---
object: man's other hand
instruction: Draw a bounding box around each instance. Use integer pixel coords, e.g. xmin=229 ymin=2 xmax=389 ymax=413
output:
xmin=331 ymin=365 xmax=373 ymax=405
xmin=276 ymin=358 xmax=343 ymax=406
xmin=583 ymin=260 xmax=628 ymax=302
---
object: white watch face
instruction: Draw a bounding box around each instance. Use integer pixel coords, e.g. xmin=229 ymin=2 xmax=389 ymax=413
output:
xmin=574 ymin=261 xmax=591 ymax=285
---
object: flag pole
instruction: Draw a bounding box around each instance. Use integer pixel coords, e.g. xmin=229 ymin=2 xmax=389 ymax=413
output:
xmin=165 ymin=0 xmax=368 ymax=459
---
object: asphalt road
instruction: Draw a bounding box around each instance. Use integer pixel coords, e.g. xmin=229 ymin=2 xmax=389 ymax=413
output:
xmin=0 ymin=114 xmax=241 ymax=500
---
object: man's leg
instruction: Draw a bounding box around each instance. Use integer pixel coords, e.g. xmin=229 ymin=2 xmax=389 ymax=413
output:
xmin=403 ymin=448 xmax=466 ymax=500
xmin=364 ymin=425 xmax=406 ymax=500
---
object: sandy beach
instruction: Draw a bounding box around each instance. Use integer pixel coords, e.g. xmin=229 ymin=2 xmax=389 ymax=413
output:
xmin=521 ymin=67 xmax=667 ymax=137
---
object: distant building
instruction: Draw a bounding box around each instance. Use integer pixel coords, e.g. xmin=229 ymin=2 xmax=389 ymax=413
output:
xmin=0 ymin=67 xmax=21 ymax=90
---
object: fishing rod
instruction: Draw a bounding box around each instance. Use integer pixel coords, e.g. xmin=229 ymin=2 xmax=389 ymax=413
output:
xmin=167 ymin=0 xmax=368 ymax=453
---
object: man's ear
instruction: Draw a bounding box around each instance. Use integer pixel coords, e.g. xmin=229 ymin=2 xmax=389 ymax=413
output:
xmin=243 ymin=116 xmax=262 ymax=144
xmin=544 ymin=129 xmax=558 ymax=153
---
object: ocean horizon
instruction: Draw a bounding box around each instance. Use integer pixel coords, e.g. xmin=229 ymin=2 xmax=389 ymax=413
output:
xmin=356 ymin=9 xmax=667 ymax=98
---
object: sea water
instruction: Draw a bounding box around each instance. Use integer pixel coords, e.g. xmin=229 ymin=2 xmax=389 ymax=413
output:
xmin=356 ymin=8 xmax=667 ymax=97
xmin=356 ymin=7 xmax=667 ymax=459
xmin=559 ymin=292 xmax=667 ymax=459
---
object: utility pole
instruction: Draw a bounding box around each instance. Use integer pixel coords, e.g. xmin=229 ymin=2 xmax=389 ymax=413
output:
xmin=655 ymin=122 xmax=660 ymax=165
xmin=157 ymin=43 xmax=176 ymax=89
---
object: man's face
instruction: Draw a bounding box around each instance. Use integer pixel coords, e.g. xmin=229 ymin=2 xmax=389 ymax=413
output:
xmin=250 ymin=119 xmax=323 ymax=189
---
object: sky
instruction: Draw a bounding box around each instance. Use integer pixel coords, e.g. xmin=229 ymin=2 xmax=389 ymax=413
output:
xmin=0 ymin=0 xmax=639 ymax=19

==

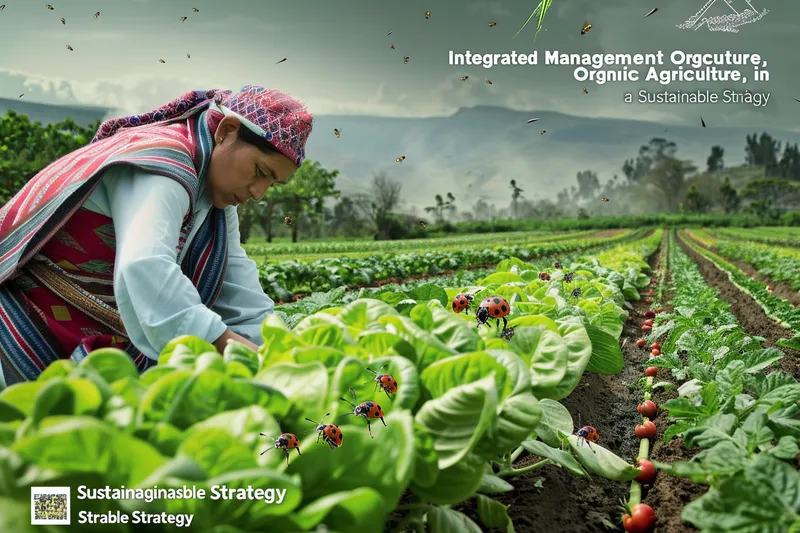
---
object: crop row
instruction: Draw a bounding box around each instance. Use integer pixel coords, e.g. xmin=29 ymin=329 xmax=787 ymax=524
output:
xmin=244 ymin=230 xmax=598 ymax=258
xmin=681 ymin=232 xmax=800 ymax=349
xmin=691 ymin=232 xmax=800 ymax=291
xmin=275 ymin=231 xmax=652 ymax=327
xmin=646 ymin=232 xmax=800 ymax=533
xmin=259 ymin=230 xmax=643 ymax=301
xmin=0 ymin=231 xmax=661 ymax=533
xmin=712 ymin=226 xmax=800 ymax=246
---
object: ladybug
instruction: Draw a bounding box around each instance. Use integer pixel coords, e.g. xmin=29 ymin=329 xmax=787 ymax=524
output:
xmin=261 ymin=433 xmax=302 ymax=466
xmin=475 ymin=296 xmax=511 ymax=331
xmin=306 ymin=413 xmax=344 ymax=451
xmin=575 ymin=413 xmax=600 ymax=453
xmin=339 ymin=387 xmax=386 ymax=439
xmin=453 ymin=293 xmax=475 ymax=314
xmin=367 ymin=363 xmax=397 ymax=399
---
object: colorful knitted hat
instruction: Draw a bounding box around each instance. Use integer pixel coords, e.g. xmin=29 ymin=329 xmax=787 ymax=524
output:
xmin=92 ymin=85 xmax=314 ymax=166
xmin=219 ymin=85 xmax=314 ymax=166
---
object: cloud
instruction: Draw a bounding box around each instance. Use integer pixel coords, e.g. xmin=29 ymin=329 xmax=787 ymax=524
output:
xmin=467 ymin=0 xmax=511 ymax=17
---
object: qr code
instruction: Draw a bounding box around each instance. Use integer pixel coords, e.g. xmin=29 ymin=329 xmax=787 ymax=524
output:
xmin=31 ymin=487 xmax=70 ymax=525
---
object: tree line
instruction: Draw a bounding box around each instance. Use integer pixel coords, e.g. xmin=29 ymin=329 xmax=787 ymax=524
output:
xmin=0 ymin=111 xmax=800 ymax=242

§ **Requirement**
Gather every line in the rows above that contains the word "face", and copy each such line in full.

§ **Response below**
object: white watch face
object: man's face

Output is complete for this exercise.